About this task: Which lines of the data contain the string "leaf"? Copy every one.

Excerpts from a dataset:
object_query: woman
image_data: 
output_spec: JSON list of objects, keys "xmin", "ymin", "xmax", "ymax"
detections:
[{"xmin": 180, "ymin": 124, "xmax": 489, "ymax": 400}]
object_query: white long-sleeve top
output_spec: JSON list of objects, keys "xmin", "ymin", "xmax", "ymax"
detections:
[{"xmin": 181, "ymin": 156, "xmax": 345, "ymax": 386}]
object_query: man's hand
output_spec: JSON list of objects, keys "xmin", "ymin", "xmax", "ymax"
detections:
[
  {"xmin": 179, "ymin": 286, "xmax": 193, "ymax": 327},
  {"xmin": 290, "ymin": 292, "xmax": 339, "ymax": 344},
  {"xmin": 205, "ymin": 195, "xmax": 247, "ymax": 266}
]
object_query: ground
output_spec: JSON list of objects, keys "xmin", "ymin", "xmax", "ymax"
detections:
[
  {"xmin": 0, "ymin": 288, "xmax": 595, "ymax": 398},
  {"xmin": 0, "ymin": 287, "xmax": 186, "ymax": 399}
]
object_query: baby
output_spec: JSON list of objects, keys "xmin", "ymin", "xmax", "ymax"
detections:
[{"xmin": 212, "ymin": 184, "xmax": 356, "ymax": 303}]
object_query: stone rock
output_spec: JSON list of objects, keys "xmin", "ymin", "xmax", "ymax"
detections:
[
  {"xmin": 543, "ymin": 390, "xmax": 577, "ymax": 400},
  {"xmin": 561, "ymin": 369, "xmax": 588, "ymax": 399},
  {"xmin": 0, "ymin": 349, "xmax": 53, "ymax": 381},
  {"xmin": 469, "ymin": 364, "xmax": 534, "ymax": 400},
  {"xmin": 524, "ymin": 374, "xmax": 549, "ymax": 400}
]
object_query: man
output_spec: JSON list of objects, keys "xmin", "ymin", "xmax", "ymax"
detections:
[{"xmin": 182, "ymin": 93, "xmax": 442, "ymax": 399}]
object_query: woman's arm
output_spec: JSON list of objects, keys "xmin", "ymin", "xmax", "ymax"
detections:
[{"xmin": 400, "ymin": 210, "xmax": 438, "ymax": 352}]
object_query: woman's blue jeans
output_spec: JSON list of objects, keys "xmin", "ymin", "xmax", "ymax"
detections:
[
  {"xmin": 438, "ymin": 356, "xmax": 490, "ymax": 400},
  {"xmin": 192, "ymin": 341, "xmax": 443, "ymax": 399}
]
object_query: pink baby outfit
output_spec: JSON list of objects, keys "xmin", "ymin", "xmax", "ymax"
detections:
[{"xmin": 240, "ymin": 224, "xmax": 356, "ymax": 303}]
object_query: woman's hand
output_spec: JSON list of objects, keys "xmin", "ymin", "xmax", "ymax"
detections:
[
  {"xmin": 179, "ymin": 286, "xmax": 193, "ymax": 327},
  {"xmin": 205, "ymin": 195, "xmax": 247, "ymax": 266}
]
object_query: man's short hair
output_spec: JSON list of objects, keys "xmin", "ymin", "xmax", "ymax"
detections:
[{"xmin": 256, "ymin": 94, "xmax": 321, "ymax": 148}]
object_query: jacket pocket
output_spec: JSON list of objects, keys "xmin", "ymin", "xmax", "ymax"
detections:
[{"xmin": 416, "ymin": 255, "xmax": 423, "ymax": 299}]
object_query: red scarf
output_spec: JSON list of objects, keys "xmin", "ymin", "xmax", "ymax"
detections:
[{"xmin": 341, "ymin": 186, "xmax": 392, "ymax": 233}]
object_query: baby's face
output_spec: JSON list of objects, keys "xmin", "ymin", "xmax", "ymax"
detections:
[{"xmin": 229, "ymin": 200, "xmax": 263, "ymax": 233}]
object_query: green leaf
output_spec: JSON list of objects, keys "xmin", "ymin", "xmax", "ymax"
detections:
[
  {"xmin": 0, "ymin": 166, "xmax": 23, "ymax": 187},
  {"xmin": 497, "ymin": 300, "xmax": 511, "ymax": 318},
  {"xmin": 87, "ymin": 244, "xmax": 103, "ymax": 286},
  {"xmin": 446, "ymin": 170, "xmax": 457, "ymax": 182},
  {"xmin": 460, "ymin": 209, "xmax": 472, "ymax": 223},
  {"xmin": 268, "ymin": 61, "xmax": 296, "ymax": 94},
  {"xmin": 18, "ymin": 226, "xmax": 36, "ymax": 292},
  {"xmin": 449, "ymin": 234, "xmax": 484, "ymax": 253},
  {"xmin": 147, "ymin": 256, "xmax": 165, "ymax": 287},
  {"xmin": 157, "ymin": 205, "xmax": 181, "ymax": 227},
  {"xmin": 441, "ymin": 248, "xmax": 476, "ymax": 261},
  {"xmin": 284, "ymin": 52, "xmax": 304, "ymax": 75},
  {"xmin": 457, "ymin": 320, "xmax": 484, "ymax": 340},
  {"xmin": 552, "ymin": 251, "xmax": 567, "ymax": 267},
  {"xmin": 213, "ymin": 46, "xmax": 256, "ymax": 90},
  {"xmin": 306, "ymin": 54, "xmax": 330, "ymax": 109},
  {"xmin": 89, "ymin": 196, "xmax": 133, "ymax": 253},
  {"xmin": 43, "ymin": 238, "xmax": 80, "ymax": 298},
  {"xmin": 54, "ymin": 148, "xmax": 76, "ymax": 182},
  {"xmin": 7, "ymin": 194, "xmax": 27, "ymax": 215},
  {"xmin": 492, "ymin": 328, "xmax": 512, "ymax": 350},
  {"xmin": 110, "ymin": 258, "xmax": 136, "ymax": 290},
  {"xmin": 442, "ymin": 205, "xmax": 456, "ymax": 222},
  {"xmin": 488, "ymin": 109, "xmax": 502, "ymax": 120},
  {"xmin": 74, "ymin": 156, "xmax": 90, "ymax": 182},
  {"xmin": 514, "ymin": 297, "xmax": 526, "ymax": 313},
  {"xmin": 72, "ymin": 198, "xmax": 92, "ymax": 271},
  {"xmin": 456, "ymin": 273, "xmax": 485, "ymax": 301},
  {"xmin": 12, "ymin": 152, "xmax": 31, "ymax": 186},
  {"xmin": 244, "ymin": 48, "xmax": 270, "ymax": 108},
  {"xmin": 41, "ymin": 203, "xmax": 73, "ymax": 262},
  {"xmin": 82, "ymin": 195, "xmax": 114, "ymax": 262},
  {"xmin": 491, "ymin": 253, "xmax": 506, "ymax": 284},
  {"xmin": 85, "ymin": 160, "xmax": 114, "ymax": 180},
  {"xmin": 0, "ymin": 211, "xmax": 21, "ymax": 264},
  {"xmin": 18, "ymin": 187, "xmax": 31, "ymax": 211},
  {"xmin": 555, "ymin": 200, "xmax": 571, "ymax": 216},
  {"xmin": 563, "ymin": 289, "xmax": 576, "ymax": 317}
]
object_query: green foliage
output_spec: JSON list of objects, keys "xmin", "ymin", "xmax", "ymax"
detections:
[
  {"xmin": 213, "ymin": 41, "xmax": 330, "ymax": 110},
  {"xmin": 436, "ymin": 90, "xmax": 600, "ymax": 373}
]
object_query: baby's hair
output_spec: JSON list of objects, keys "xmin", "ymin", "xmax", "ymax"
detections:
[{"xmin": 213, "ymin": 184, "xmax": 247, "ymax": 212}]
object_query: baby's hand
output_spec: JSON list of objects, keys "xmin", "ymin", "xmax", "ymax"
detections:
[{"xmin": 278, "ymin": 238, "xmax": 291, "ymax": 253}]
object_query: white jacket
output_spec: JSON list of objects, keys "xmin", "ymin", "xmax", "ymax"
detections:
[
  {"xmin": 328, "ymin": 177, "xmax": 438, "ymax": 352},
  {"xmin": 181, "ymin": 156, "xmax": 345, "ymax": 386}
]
---
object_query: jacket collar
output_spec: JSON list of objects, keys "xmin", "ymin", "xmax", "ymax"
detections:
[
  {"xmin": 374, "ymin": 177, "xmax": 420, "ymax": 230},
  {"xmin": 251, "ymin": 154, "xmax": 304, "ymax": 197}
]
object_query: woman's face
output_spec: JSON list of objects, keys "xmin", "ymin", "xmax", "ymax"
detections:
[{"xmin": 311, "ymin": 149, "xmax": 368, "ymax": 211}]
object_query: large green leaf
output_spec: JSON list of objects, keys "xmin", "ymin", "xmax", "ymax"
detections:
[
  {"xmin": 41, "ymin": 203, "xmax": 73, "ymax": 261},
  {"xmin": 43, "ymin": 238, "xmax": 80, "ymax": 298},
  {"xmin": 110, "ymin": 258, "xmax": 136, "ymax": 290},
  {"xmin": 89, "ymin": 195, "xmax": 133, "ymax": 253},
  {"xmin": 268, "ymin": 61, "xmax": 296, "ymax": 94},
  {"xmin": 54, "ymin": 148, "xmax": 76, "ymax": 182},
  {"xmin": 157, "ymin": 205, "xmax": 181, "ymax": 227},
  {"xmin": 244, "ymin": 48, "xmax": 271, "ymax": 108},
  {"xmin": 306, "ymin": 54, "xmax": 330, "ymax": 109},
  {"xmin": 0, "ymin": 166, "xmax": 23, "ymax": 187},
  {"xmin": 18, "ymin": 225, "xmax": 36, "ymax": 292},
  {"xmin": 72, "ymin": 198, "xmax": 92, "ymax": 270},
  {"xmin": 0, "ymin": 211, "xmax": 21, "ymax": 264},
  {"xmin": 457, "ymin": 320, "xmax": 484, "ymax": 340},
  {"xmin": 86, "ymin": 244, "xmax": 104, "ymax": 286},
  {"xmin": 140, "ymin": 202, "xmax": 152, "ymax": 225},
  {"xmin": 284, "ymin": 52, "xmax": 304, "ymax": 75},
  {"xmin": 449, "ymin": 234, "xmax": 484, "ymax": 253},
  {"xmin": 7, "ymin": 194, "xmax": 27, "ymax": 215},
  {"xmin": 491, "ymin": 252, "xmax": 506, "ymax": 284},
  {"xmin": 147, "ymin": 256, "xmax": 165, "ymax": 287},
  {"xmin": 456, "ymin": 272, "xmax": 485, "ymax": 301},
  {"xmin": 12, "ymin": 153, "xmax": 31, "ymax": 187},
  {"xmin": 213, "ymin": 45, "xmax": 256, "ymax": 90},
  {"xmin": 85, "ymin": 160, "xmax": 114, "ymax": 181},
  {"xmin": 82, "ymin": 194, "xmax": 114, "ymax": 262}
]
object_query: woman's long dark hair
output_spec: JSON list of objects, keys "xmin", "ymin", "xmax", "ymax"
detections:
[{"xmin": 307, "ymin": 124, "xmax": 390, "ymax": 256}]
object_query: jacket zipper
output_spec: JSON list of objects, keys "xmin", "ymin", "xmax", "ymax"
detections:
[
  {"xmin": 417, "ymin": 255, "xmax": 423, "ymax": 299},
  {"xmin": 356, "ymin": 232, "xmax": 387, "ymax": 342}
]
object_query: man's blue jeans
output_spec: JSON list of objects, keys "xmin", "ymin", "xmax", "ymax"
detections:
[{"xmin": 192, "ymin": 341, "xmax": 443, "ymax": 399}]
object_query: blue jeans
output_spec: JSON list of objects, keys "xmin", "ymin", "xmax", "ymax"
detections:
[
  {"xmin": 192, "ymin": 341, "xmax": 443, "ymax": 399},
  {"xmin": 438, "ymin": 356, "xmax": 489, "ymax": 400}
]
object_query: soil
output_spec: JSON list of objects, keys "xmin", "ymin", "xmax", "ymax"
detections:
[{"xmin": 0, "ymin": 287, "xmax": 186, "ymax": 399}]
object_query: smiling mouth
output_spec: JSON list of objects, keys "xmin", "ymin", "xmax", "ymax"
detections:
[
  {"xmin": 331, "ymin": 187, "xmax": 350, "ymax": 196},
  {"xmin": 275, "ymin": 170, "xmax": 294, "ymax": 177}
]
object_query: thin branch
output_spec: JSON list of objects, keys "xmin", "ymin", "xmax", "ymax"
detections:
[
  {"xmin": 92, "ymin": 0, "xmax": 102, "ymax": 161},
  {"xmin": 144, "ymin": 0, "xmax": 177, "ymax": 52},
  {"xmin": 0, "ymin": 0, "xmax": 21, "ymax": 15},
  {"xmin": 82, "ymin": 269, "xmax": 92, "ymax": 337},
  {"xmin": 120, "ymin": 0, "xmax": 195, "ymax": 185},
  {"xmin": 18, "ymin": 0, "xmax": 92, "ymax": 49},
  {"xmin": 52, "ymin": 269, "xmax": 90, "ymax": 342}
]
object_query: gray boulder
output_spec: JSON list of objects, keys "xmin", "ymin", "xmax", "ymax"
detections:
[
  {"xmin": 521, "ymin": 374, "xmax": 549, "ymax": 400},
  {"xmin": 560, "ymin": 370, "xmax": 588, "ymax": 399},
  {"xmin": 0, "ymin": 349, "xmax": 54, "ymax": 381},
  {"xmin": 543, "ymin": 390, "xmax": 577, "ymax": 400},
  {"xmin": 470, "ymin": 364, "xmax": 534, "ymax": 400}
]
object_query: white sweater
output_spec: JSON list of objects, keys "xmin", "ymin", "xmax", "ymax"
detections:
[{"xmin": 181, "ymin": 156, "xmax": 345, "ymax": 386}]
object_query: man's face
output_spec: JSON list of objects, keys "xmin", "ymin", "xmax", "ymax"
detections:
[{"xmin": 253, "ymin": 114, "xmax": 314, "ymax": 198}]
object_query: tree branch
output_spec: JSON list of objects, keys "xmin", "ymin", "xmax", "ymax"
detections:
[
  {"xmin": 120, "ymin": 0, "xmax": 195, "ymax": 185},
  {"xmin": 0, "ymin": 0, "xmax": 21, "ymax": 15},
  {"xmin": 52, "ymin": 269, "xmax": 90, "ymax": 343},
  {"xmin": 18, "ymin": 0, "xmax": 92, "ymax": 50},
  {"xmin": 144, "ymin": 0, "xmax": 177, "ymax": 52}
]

Result of the task:
object_query: green leaf
object_query: large green leaf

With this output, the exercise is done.